What is being asked
Please copy the part of the material below word for word, starting with the line containing "Exercise. Spot the pile" (include that line) and continuing through the last line of the material.

Working data
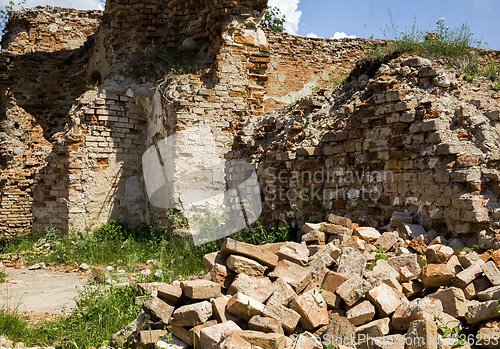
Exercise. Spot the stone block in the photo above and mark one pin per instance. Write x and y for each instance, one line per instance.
(312, 308)
(412, 288)
(294, 252)
(491, 272)
(351, 262)
(219, 308)
(296, 276)
(211, 337)
(339, 220)
(283, 293)
(354, 289)
(468, 275)
(368, 234)
(201, 289)
(210, 259)
(169, 292)
(374, 329)
(159, 309)
(240, 264)
(193, 314)
(479, 312)
(360, 313)
(386, 240)
(422, 334)
(257, 253)
(435, 275)
(333, 280)
(453, 301)
(258, 288)
(262, 339)
(265, 324)
(335, 229)
(408, 261)
(385, 298)
(289, 318)
(339, 330)
(244, 306)
(477, 286)
(410, 231)
(417, 309)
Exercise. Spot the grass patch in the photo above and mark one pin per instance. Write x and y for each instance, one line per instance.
(98, 315)
(455, 47)
(102, 311)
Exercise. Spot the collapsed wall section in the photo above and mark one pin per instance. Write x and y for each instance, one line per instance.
(413, 137)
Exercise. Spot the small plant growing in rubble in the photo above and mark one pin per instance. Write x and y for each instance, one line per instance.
(476, 248)
(447, 332)
(379, 254)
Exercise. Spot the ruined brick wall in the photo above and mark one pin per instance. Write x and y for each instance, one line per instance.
(49, 29)
(300, 65)
(409, 136)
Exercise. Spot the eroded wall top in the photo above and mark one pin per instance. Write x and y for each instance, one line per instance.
(49, 29)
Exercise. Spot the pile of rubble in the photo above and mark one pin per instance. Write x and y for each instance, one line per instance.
(344, 285)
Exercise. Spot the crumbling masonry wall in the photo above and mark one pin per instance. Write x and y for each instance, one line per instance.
(71, 158)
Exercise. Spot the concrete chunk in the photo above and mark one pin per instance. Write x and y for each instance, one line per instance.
(492, 273)
(385, 298)
(417, 309)
(212, 336)
(201, 289)
(219, 307)
(453, 301)
(289, 318)
(261, 255)
(169, 292)
(283, 293)
(468, 275)
(294, 252)
(351, 262)
(353, 289)
(422, 334)
(409, 261)
(264, 340)
(240, 264)
(479, 312)
(368, 234)
(244, 307)
(435, 275)
(159, 309)
(193, 314)
(343, 221)
(265, 324)
(258, 288)
(312, 309)
(296, 276)
(410, 231)
(360, 313)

Written response
Exercise. Spot the pile of rubble in the photo above and mark one pin per instance. Write x and y for each instance, one line per instance.
(344, 285)
Exercise. Spot the crumbling masonry wall in the photo above and mark one pin per instance. Write x and y for each instance, one line per instance.
(71, 158)
Exercise. Spot the concrete chunk in the photo above and mark one pin per instance. Write x and y for each instance, one line per instance.
(492, 273)
(385, 298)
(417, 309)
(212, 336)
(201, 289)
(219, 307)
(453, 301)
(289, 318)
(261, 255)
(169, 292)
(283, 293)
(468, 275)
(294, 252)
(351, 262)
(353, 289)
(422, 334)
(409, 261)
(264, 340)
(240, 264)
(479, 312)
(368, 234)
(244, 307)
(435, 275)
(159, 309)
(193, 314)
(343, 221)
(265, 324)
(258, 288)
(312, 309)
(296, 276)
(410, 231)
(360, 313)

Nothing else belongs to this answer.